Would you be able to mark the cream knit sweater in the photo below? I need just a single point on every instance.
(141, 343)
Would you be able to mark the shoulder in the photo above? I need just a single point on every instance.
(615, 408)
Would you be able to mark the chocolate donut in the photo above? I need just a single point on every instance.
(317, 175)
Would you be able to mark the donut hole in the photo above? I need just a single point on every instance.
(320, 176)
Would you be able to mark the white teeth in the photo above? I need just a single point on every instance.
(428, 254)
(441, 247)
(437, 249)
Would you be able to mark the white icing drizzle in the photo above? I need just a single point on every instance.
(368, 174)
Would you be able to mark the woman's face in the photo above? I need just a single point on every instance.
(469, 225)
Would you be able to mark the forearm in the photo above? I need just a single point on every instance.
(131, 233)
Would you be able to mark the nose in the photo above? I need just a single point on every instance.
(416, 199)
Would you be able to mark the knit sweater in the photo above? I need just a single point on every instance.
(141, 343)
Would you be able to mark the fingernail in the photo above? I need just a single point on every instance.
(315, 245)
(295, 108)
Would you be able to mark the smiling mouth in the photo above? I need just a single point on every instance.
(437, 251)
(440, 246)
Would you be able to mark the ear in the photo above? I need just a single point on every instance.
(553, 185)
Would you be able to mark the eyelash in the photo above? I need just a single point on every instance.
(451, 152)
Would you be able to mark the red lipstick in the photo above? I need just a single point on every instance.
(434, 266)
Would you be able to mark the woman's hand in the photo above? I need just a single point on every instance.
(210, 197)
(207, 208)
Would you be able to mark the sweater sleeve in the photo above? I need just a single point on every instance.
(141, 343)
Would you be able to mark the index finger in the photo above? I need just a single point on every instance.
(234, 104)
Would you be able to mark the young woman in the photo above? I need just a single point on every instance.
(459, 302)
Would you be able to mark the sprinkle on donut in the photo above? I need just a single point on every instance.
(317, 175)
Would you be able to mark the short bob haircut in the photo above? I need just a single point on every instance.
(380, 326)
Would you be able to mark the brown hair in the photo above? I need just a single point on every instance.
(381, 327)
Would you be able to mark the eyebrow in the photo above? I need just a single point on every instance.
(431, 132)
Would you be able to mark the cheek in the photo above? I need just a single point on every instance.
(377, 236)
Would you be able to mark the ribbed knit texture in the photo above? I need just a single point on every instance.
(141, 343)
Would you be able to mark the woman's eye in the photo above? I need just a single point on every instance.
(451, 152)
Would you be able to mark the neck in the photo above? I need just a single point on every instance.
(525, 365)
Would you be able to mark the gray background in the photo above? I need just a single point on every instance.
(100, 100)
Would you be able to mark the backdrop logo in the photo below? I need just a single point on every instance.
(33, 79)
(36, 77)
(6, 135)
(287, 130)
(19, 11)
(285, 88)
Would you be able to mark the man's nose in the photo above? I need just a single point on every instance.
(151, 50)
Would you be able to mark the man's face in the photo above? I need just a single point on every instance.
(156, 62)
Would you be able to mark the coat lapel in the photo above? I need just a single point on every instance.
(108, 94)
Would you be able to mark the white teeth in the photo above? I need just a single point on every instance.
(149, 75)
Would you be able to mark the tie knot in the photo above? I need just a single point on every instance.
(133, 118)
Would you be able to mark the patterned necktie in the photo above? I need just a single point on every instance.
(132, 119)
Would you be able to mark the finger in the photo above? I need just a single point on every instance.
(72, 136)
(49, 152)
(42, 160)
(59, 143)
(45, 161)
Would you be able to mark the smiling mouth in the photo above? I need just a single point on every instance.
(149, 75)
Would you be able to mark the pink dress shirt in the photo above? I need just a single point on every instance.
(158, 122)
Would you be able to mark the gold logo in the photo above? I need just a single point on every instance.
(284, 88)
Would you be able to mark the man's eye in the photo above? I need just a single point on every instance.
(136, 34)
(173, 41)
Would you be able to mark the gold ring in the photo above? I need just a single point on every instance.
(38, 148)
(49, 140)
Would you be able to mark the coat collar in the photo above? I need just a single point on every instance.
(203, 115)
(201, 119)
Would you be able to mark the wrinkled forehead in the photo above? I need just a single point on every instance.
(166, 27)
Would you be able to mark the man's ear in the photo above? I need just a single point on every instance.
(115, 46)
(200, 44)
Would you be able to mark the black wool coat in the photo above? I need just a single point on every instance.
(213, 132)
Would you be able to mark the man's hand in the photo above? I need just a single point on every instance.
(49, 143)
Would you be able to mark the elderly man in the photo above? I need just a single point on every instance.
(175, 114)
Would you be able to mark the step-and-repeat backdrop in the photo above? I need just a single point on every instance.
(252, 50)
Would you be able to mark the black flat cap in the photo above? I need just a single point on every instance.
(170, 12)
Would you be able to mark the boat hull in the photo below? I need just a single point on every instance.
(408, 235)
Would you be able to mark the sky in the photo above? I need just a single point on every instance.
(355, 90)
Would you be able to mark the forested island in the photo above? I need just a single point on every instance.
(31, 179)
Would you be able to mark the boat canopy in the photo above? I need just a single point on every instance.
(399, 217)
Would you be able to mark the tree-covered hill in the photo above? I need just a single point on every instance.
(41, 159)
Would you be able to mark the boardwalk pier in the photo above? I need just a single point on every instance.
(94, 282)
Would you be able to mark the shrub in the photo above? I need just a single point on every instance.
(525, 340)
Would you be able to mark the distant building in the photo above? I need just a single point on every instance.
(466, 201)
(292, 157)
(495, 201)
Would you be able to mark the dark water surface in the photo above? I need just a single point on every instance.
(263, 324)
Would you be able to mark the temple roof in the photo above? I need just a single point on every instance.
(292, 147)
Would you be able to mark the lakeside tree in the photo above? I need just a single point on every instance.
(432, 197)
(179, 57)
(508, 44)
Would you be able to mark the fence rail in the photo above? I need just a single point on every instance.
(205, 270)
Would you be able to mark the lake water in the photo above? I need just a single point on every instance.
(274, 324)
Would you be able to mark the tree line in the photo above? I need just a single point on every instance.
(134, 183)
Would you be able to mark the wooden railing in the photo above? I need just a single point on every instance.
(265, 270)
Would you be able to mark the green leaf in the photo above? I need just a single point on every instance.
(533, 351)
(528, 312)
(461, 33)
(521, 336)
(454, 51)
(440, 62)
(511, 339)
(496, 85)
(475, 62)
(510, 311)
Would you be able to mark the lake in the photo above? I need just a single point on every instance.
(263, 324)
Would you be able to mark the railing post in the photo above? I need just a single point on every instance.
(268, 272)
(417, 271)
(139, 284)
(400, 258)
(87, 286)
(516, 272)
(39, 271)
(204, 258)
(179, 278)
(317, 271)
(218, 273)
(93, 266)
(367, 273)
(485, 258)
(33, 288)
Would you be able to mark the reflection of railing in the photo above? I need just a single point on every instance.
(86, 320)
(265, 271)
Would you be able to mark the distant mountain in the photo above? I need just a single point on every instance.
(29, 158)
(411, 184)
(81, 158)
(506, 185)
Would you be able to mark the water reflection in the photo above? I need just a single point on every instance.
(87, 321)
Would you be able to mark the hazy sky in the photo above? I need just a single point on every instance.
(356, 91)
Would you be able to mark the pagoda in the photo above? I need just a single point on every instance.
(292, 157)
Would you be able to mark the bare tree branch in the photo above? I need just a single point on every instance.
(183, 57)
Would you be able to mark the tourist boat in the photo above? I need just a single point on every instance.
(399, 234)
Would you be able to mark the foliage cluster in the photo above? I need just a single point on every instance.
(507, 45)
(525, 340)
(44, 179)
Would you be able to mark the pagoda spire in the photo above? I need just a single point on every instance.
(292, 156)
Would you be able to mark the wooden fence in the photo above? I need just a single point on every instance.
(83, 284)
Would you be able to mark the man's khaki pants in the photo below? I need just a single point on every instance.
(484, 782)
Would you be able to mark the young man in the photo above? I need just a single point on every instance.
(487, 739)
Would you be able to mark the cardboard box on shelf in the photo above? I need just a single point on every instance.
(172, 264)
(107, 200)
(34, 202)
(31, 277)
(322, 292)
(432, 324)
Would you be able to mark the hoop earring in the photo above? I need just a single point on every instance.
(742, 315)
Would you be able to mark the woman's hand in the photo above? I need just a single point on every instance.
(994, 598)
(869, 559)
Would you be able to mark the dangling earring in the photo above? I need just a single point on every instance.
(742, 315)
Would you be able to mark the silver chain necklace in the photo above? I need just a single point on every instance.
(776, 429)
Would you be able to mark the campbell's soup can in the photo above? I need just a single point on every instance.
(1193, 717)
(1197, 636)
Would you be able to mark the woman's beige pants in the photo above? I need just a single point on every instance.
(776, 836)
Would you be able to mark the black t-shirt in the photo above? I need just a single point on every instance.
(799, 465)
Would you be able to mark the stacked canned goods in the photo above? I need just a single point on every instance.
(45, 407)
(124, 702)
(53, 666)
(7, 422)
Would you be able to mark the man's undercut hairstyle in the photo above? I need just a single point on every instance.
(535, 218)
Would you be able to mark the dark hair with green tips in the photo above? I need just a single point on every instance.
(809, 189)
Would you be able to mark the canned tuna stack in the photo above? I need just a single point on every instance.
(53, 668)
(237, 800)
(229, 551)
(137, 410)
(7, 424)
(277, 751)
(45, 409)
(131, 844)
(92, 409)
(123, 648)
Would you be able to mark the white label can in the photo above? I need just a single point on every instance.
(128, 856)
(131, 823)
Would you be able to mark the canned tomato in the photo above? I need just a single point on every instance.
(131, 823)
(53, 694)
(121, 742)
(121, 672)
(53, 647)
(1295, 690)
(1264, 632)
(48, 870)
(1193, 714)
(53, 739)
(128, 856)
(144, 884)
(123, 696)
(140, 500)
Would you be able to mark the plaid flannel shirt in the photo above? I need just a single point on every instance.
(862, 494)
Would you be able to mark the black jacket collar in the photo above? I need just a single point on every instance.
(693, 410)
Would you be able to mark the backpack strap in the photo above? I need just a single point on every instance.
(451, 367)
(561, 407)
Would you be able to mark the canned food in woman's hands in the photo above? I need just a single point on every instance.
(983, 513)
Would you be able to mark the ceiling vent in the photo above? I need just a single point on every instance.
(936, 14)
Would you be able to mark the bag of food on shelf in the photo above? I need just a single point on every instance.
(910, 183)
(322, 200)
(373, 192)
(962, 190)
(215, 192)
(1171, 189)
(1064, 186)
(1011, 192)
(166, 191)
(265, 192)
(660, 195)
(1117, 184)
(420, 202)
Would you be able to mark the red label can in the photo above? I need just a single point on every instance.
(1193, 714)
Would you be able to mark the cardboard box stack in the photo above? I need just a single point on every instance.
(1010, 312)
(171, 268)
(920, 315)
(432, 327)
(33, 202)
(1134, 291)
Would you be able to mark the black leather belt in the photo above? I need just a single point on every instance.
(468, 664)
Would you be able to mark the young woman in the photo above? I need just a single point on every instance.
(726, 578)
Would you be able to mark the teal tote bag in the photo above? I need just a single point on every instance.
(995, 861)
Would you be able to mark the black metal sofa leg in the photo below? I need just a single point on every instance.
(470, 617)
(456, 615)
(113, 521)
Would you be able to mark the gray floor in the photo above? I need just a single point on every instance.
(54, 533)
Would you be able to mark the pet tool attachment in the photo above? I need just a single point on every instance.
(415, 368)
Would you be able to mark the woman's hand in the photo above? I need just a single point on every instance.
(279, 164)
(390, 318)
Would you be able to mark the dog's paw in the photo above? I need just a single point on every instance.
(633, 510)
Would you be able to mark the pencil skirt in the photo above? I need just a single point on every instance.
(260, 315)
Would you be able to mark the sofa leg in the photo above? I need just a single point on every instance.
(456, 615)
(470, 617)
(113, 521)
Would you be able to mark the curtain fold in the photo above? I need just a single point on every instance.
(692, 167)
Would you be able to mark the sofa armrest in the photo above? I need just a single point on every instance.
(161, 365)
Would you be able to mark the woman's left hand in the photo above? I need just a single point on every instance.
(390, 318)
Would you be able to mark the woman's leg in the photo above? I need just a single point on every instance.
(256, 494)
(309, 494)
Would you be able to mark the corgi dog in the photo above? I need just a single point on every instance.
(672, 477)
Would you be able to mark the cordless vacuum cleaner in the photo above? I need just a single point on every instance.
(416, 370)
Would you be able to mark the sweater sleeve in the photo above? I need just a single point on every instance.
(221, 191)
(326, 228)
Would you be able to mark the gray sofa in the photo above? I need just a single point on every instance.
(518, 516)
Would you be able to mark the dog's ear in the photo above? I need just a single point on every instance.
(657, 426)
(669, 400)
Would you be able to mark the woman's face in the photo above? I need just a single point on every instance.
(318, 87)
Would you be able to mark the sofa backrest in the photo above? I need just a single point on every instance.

» **Written instruction**: Would you give again, word for word, every line from the one with "Would you be able to mark the pencil" through the final line of the listing above?

» **Completed task**:
Would you be able to mark the pencil skirt in the photo above? I need just a single point on every instance.
(260, 315)
Would you be able to mark the sofa leg in the photo above? I need just a single point on every instance.
(456, 615)
(470, 617)
(113, 521)
Would you be able to mark the curtain fold in the photo above? I need just a single point on every instance.
(692, 167)
Would you be able to mark the sofa armrest in the photo above? I need just a single point on every instance.
(161, 365)
Would you be able to mark the woman's left hand in the photo above? I need just a single point on every instance.
(390, 318)
Would you be able to mark the woman's leg in the photo above? I need just a single point on every instance.
(256, 494)
(309, 494)
Would you be able to mark the corgi dog in the photo above? I need just a single point on every instance.
(672, 477)
Would you be able to mark the cordless vacuum cleaner in the photo above? I need just a single point on every instance.
(416, 370)
Would you be able to mark the sweater sleeve in the photo above? I need just a single point on every instance.
(221, 191)
(326, 228)
Would you be able to mark the gray sofa in the photo above? I need just a single point on every instance.
(518, 516)
Would you be able to mark the dog's ear in the photo above? I need just a single point on every instance.
(657, 426)
(669, 400)
Would you be able to mark the woman's face in the photo above? I need just a single point on every instance.
(318, 87)
Would you be able to mark the sofa backrest in the photo above? I need just a single point on every instance.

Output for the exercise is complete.